- **Try it**
Could each record be written out again exactly as it stands?

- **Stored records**

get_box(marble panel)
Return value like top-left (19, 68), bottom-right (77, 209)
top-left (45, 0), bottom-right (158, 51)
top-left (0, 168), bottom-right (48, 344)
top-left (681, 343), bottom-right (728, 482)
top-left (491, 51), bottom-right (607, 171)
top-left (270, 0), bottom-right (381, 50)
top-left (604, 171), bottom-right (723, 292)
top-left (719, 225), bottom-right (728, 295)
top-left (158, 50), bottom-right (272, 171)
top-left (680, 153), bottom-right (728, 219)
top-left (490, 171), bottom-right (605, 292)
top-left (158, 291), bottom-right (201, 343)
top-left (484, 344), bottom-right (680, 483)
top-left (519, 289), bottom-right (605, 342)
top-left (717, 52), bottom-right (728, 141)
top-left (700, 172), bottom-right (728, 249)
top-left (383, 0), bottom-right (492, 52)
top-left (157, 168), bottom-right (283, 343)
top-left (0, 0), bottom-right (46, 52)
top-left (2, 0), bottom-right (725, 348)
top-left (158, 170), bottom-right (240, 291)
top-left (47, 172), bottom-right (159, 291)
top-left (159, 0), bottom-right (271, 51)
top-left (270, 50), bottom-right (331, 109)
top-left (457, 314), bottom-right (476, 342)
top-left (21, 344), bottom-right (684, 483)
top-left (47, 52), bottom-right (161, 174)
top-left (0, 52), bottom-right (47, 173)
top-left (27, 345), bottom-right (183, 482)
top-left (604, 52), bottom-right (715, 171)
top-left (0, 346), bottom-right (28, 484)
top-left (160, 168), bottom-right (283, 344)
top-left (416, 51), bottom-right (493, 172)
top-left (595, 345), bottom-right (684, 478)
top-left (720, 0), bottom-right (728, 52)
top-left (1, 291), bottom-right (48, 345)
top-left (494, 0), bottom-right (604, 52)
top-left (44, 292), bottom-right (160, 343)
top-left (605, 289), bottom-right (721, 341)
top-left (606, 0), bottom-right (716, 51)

- **Answer box**
get_box(marble panel)
Return value like top-left (19, 68), bottom-right (77, 209)
top-left (45, 0), bottom-right (158, 51)
top-left (0, 168), bottom-right (48, 344)
top-left (681, 343), bottom-right (728, 482)
top-left (491, 51), bottom-right (607, 171)
top-left (270, 0), bottom-right (381, 50)
top-left (604, 171), bottom-right (723, 292)
top-left (719, 225), bottom-right (728, 295)
top-left (158, 50), bottom-right (272, 171)
top-left (680, 153), bottom-right (728, 219)
top-left (490, 171), bottom-right (605, 292)
top-left (158, 291), bottom-right (201, 343)
top-left (484, 344), bottom-right (680, 483)
top-left (519, 289), bottom-right (605, 342)
top-left (717, 52), bottom-right (728, 141)
top-left (700, 172), bottom-right (728, 249)
top-left (383, 0), bottom-right (492, 52)
top-left (157, 168), bottom-right (283, 343)
top-left (0, 0), bottom-right (46, 52)
top-left (2, 0), bottom-right (725, 348)
top-left (158, 170), bottom-right (240, 291)
top-left (47, 172), bottom-right (159, 291)
top-left (159, 0), bottom-right (271, 51)
top-left (270, 50), bottom-right (331, 109)
top-left (457, 314), bottom-right (476, 342)
top-left (21, 344), bottom-right (684, 483)
top-left (47, 52), bottom-right (161, 174)
top-left (0, 52), bottom-right (47, 173)
top-left (27, 345), bottom-right (183, 482)
top-left (604, 52), bottom-right (715, 171)
top-left (0, 346), bottom-right (28, 484)
top-left (160, 168), bottom-right (283, 344)
top-left (416, 51), bottom-right (493, 172)
top-left (595, 345), bottom-right (684, 478)
top-left (720, 0), bottom-right (728, 52)
top-left (1, 291), bottom-right (48, 345)
top-left (494, 0), bottom-right (604, 52)
top-left (44, 292), bottom-right (160, 343)
top-left (605, 289), bottom-right (721, 341)
top-left (606, 0), bottom-right (716, 51)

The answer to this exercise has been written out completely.